**Set exercise**
Collect every line in the entries below that contains the string "picture", and reproduce each such line in full.
------------------------------------------------------------------------
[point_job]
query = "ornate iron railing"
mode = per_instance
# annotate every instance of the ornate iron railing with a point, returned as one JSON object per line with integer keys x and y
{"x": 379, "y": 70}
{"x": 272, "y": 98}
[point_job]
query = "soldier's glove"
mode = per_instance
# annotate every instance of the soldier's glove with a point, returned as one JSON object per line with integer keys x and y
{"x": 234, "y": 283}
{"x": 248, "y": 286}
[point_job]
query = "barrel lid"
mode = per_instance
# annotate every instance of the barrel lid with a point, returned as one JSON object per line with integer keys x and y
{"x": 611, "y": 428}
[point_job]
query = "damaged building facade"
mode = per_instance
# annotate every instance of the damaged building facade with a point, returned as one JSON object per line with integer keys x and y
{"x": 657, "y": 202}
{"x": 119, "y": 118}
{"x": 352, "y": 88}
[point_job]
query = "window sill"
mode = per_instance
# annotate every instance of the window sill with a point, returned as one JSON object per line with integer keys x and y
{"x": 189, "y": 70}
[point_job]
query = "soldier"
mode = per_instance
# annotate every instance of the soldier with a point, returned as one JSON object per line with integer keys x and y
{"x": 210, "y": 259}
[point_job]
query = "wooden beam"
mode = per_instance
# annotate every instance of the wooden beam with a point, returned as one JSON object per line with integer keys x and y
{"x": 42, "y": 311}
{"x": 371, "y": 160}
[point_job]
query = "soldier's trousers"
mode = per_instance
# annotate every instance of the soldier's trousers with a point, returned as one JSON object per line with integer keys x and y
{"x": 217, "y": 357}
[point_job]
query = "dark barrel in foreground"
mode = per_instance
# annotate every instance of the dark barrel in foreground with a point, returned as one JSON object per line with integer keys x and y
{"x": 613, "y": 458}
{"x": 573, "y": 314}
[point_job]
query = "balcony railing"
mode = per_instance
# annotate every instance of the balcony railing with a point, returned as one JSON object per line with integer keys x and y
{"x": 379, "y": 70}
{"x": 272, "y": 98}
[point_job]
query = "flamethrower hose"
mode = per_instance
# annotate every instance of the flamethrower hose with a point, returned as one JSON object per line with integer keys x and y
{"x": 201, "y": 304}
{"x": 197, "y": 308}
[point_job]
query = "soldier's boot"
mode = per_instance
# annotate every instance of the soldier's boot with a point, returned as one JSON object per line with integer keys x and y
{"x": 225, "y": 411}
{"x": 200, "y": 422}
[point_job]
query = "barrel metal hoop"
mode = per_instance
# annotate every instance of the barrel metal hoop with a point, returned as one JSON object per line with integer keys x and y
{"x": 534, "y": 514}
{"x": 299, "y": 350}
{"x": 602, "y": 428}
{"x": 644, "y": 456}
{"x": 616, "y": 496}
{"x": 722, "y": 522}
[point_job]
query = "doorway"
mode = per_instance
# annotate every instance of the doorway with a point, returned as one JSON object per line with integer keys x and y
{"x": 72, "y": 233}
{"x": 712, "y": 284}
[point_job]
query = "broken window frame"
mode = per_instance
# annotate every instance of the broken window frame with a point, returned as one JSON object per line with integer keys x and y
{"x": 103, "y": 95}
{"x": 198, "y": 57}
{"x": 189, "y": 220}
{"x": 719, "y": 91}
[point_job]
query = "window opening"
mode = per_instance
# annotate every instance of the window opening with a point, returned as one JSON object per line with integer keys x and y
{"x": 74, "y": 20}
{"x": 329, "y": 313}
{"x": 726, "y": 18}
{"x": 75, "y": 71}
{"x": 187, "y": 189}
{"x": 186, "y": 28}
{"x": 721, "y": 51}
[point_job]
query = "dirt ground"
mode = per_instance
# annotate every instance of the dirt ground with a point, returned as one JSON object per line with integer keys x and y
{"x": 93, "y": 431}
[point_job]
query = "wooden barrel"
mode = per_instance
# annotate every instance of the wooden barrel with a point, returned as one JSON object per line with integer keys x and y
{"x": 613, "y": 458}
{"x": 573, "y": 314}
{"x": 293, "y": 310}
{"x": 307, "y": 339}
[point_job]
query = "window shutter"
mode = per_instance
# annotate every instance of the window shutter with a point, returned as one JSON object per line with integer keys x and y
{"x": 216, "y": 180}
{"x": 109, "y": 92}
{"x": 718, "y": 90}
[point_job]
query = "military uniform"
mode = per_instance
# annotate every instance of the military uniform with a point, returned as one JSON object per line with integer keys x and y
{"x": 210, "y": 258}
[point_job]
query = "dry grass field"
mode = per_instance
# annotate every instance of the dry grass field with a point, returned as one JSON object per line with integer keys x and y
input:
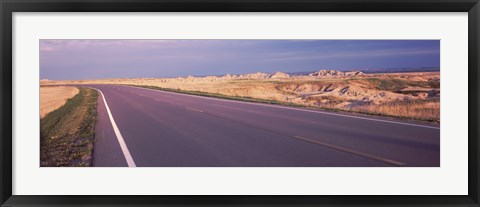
{"x": 53, "y": 97}
{"x": 412, "y": 95}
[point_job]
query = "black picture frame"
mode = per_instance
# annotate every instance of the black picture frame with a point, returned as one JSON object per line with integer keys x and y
{"x": 7, "y": 7}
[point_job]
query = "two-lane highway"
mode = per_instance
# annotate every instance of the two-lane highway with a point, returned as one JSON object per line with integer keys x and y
{"x": 163, "y": 129}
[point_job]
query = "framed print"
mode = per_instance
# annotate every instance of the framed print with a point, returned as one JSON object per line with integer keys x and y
{"x": 258, "y": 103}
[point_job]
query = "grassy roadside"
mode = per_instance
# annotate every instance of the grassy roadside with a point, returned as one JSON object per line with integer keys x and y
{"x": 67, "y": 134}
{"x": 256, "y": 100}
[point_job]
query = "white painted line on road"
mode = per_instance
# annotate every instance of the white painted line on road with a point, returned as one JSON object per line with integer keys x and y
{"x": 351, "y": 151}
{"x": 298, "y": 109}
{"x": 122, "y": 143}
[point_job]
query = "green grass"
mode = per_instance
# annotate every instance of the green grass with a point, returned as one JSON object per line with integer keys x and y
{"x": 256, "y": 100}
{"x": 67, "y": 134}
{"x": 395, "y": 85}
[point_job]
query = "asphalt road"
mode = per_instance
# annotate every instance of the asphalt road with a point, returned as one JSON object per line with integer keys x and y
{"x": 164, "y": 129}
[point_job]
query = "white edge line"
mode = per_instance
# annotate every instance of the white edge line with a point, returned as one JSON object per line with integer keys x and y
{"x": 121, "y": 141}
{"x": 284, "y": 107}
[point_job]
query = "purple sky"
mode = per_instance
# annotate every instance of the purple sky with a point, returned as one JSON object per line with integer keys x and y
{"x": 94, "y": 59}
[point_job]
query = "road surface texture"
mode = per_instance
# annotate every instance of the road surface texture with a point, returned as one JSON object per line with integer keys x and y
{"x": 162, "y": 129}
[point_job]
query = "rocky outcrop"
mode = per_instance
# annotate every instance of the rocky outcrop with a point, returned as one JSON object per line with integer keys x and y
{"x": 335, "y": 73}
{"x": 278, "y": 75}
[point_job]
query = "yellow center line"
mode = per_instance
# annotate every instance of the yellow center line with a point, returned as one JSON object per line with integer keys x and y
{"x": 194, "y": 109}
{"x": 351, "y": 151}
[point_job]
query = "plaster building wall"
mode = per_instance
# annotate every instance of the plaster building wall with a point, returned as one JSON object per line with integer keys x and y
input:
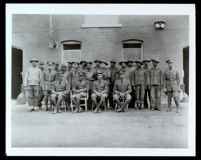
{"x": 31, "y": 34}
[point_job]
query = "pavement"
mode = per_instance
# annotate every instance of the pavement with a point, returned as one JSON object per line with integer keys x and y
{"x": 131, "y": 129}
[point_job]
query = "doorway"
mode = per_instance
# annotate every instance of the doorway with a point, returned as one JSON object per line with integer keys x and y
{"x": 70, "y": 51}
{"x": 17, "y": 55}
{"x": 186, "y": 69}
------------------------------------------------------------------------
**Exercise answer**
query = "black picture frame"
# annotate every instance of the black picture frame with a point, returned as one JSON object per line with integer keys x and y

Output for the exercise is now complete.